(Records of labeled points)
.....
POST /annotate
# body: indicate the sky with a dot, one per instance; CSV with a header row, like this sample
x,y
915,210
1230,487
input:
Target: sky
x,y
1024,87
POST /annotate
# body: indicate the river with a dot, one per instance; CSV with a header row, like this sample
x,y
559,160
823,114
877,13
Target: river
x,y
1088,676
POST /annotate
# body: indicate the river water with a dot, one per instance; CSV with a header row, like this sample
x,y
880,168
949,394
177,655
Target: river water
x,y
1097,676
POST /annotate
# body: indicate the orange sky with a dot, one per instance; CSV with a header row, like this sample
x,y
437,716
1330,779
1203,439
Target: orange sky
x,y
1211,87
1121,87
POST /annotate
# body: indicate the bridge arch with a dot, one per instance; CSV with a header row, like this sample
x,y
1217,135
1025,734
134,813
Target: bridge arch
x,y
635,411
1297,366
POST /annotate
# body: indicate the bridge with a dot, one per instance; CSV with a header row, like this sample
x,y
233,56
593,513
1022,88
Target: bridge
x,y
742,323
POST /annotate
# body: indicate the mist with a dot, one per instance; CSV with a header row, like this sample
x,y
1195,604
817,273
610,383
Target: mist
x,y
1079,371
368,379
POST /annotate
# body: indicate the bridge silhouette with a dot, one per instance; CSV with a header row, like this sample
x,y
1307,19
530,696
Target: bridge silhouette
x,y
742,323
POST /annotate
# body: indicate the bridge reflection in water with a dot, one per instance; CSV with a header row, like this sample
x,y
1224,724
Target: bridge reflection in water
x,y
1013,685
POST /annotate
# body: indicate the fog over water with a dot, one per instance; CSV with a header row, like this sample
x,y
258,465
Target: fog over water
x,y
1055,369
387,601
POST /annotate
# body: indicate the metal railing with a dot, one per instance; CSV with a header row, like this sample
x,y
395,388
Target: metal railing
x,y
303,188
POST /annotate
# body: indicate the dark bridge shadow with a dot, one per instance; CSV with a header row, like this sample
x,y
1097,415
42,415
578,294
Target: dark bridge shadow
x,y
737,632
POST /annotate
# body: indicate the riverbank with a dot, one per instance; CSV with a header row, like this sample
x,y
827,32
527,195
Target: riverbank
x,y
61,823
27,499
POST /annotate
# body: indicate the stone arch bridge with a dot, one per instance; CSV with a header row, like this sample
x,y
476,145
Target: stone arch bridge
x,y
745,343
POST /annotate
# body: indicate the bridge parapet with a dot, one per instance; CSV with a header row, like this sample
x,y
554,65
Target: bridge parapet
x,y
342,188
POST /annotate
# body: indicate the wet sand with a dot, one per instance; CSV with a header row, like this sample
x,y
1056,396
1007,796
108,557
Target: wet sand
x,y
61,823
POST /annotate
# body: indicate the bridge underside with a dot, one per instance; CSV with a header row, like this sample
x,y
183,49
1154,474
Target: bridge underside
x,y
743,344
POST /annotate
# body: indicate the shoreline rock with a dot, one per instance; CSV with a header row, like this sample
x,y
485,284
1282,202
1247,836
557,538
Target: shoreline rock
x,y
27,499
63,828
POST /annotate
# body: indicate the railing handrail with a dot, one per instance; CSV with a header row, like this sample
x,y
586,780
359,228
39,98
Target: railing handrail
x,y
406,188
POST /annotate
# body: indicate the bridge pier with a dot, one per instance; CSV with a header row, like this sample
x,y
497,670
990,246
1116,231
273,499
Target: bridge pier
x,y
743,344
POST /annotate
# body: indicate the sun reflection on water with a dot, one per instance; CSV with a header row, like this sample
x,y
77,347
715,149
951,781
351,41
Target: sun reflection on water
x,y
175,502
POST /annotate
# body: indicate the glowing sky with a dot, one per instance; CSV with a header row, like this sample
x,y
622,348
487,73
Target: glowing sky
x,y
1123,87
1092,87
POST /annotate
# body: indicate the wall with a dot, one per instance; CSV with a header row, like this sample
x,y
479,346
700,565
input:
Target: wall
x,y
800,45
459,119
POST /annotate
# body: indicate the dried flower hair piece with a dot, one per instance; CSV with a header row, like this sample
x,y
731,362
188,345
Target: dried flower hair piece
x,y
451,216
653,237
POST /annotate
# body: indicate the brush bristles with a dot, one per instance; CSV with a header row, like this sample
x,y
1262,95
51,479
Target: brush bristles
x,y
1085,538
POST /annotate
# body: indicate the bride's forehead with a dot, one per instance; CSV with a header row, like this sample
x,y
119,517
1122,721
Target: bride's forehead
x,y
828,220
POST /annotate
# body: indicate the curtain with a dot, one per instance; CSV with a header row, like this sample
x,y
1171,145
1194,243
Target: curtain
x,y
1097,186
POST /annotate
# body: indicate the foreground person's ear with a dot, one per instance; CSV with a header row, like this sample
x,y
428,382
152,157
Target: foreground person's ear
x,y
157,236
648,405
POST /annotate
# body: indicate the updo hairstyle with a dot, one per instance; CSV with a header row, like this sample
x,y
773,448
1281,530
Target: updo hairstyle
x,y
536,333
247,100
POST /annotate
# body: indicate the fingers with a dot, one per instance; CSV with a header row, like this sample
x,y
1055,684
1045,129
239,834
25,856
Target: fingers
.....
Could you quote the material above in full, exactly as it stands?

Written response »
POST /annotate
# body: indicate the sky with a dot, one per instance; CSV with a header row, like this sample
x,y
915,210
1230,487
input:
Target: sky
x,y
1024,87
POST /annotate
# body: indicate the river with a dot, one per instance; CSV with a header row, like this sample
x,y
559,160
823,114
877,13
Target: river
x,y
1088,676
POST /annotate
# body: indicate the river water with a dot, one per instance; CSV with a header row, like this sample
x,y
880,168
949,394
177,655
Target: river water
x,y
1097,676
POST /annotate
# body: indicate the orange sky with a dot, one per instance; CSV with a header row, like this sample
x,y
437,716
1330,779
1203,439
Target: orange sky
x,y
1211,87
1121,87
POST /annotate
# body: indicate the bridge arch with a dot, one per instance; CSV with a header row, like this sample
x,y
1217,135
1025,734
134,813
Target: bridge arch
x,y
635,411
1297,366
POST /annotate
# body: indicate the bridge with a dot, one per instance; CSV with a header row, like this sample
x,y
233,56
593,513
1022,88
Target: bridge
x,y
742,323
POST /annotate
# body: indicate the mist with a dot, one per instance; CSV with a header row, like this sample
x,y
1195,604
817,273
610,383
Target: mist
x,y
1079,371
368,379
POST /annotate
# body: indicate the bridge silhouette with a dot, one per instance; CSV with a header row, like this sample
x,y
1307,19
530,696
Target: bridge silhouette
x,y
742,323
POST /annotate
# body: indicate the bridge reflection in water with a dot, one per instance; CSV with a header row, like this sample
x,y
1224,724
Target: bridge reflection in water
x,y
1013,685
POST /annotate
# body: indicate the fog over water with a dot, one per instance; CSV with a header row, like this sample
x,y
258,465
Target: fog over water
x,y
1055,369
387,601
POST /annotate
# body: indicate the metal railing with a dot, one per instance; CSV with a header row, like this sample
x,y
395,388
Target: metal railing
x,y
303,188
POST /annotate
# body: indicate the dark bridge shadow with a dot, one per instance; CSV with a header row, like this sample
x,y
1097,415
42,415
578,294
Target: dark bridge shadow
x,y
737,632
POST /annotate
# body: indicate the riverbank with a dot, one per instance; CSV with a header row, like this sample
x,y
827,32
527,195
Target: riverbank
x,y
61,823
27,499
POST /annotate
# body: indicate the stone arch bridge with a dot, one per instance; CSV with a header row, like this sample
x,y
476,145
Target: stone arch bridge
x,y
745,343
POST /annotate
# body: indicate the bridge parapet with a dot, one per instance; CSV with a header row, like this sample
x,y
554,65
Target: bridge parapet
x,y
342,188
POST /annotate
# body: indicate the wet sand with a dot, one per instance; CSV with a header row, like this sample
x,y
1056,396
1007,796
108,557
Target: wet sand
x,y
61,823
POST /annotate
# body: indicate the bridge underside with a dot, one per instance; CSV with a header row, like this sample
x,y
183,49
1154,474
Target: bridge underside
x,y
743,344
POST /annotate
# body: indicate the shoreline rock with a dot, one per instance; CSV with a header row, like this sample
x,y
485,284
1282,202
1247,836
557,538
Target: shoreline rock
x,y
27,499
63,828
POST /annotate
# body: indicate the railing handrail with a dot, one per instance; CSV with a header row, like this sample
x,y
586,780
359,228
39,98
Target: railing handrail
x,y
406,188
POST /annotate
# body: indicate the bridge pier with a dot, one per instance; CSV with a header row, like this sample
x,y
497,670
990,246
1116,231
273,499
Target: bridge pier
x,y
743,344
POST /annotate
# body: indicate the sun reflection on water with a dot, one per instance; CSV with a header row, like this sample
x,y
77,347
715,149
951,781
351,41
Target: sun reflection on water
x,y
175,502
POST /annotate
# body: indicate the glowing sky with a dot, one per instance; CSV with a header row, like this sample
x,y
622,348
487,73
Target: glowing sky
x,y
1123,87
1092,87
POST /annotate
# body: indicate the wall with a dot, one per instance; CSV with a header row, like this sample
x,y
479,346
700,565
input:
Target: wall
x,y
800,45
459,119
POST /annotate
# body: indicate the dried flower hair piece with a dot, one per instance; CSV with a header row, like this sample
x,y
731,362
188,345
Target: dried flower hair piece
x,y
451,216
653,237
POST /annotate
# body: indicate the brush bristles with a dot, one per instance; CSV with a header row, like this sample
x,y
1262,95
51,479
Target: brush bristles
x,y
1085,538
POST /annotate
# body: indicate the bride's forehead with a dot, one per instance; CSV with a header row, like this sample
x,y
119,517
1122,721
Target: bride's forehead
x,y
828,220
POST /annotate
# body: indicate the curtain with a dot, one per instance; CSV with a header row, like this sample
x,y
1171,145
1194,243
Target: curtain
x,y
1097,186
POST /annotate
# body: indicate the foreground person's ear with a dot, one per instance; CSV with a header row, like this sample
x,y
428,382
152,157
Target: foreground person's ear
x,y
157,236
648,405
POST /annotate
# body: indicate the updo hairstyle with a dot, one per instance; CSV with a header row, like this sample
x,y
773,448
1281,530
Target: updo hairstyle
x,y
536,333
247,100
POST /annotate
# body: indicate the fingers with a dot, one per instance; CSV with a header row, like this sample
x,y
1055,684
1045,129
239,834
25,856
Target: fingers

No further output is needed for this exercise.